- [WHAT THE TASK ASKS]:
Starting at the line that contains "Q: Point out each instance of the fingers" and running through the end of the data below, swap every "Points" for "Locations" and leave all else as it stands. Reproduce only that stretch.

═════ DATASET RECORDS ═════

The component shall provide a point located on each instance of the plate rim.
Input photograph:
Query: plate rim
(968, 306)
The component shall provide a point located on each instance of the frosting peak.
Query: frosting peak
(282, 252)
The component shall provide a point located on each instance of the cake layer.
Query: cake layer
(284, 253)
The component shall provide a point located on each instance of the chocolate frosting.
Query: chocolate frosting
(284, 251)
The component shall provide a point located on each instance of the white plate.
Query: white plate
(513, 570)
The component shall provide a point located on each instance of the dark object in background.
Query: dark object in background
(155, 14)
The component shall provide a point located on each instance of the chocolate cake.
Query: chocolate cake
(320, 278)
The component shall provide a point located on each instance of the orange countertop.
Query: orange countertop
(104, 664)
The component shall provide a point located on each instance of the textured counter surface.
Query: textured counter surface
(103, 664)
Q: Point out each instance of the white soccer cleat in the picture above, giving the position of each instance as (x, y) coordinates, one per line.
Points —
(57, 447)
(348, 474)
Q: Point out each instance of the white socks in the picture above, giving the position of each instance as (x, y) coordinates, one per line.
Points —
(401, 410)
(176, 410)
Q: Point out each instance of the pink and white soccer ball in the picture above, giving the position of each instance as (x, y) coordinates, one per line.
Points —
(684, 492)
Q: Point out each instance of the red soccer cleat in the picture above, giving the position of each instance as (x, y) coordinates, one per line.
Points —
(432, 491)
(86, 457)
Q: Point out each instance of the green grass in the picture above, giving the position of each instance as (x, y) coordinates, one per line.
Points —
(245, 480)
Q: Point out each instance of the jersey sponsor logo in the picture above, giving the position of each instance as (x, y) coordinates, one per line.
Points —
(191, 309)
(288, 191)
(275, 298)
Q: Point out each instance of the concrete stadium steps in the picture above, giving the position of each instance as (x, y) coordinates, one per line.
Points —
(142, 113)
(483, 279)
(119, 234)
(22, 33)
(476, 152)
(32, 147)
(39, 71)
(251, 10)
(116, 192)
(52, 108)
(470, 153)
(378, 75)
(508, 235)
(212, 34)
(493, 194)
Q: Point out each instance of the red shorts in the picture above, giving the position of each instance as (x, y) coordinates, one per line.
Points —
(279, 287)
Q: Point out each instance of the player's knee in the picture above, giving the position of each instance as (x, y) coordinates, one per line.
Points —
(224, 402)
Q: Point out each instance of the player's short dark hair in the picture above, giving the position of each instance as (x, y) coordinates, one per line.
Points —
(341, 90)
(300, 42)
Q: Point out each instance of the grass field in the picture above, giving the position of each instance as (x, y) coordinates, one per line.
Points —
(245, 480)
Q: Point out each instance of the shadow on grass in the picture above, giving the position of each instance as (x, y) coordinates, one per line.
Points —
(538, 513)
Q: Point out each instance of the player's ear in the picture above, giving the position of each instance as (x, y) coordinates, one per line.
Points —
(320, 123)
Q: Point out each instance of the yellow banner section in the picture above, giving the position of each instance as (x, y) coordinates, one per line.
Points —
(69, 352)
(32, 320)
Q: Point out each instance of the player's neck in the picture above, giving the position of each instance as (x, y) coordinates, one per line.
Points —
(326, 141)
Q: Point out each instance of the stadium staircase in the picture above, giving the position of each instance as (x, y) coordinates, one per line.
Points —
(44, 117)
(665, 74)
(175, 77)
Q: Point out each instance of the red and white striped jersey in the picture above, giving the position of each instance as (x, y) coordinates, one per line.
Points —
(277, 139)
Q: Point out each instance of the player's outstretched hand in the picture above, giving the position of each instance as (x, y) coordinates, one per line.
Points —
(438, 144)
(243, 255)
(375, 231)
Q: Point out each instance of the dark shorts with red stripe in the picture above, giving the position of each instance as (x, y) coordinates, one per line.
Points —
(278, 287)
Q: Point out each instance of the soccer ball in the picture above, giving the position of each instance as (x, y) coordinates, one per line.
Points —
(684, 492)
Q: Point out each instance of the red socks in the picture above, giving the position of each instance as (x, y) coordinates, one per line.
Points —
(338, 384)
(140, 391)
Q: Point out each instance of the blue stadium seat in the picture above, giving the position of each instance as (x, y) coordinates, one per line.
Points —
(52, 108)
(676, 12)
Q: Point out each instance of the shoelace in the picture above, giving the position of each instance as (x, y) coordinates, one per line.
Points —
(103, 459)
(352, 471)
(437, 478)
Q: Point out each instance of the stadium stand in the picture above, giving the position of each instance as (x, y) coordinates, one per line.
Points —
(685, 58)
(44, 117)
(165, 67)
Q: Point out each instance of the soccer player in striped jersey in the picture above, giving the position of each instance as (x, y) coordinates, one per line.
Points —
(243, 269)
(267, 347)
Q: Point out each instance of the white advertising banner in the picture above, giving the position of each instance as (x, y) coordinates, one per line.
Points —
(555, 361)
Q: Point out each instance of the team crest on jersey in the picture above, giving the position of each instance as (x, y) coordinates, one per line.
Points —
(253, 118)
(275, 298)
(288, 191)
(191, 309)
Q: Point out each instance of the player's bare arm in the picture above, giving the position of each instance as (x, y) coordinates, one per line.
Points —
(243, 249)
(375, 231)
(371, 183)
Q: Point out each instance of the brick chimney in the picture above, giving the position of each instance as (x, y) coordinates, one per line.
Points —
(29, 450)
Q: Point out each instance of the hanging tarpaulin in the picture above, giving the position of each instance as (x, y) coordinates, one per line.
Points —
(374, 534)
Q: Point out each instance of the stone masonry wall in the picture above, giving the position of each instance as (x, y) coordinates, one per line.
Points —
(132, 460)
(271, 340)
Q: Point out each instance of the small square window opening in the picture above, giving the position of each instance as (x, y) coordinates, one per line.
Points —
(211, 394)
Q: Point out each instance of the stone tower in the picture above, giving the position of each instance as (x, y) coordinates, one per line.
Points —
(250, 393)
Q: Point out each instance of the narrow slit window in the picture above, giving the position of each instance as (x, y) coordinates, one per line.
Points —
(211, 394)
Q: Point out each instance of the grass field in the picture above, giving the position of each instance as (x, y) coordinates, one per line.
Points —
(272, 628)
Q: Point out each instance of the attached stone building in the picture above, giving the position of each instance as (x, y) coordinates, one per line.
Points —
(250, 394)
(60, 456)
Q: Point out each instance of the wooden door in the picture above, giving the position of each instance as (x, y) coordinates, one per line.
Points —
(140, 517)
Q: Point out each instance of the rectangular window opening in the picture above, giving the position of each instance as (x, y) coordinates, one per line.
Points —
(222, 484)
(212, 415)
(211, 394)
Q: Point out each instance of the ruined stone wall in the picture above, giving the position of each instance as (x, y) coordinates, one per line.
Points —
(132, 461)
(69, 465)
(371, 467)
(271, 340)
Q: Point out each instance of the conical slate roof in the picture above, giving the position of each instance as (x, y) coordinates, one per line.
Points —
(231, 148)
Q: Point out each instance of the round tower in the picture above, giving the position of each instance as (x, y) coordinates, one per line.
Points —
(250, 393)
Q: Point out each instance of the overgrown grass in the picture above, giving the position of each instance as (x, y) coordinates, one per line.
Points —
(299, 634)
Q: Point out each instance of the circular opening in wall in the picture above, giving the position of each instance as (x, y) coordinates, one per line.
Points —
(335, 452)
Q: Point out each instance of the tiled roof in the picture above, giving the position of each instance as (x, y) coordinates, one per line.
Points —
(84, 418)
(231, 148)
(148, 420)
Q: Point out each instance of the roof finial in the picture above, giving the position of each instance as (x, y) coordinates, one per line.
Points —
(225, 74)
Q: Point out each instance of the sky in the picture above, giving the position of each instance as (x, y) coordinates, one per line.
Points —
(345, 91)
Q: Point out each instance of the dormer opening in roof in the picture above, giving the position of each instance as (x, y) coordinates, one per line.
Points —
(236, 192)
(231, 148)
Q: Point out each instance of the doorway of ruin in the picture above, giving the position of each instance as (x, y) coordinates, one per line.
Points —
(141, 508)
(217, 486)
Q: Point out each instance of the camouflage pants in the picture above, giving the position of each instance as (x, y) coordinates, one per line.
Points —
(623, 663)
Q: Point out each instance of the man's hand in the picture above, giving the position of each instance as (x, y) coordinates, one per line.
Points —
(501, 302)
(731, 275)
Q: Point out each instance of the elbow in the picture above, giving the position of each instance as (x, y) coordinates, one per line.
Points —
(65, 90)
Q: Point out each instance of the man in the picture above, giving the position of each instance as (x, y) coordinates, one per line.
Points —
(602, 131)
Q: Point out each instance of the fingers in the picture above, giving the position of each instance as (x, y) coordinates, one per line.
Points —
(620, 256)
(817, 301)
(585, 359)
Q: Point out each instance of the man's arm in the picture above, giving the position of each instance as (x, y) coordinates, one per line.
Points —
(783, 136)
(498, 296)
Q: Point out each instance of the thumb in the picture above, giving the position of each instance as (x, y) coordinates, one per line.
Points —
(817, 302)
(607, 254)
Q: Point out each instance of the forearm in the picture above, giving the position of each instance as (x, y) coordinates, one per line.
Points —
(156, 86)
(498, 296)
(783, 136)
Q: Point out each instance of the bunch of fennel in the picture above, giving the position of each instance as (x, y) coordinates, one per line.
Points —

═════

- [ANSWER FOR THE TASK]:
Q: Point out each instance of the fingers in the picture above, giving the position of each instance as (x, y) coordinates, one per line.
Locations —
(620, 256)
(817, 301)
(585, 359)
Q: Point out each instance of the man's arm in the picture above, giving the position of each instance as (x, y) coordinates, one per line.
Locations —
(783, 136)
(498, 296)
Q: Point out each instance of the thumb in the picture above, giving the position of each instance as (x, y) coordinates, one per line.
Locations —
(817, 302)
(607, 254)
Q: Point out each instance of the forearm in the picture above, giving the position of each instance as (x, y) coordinates, one per line.
Locations —
(156, 86)
(498, 296)
(783, 136)
Q: Point out each instance of the bunch of fennel in the picture above, giving the position of each instance as (x, y) coordinates, one per line.
Locations —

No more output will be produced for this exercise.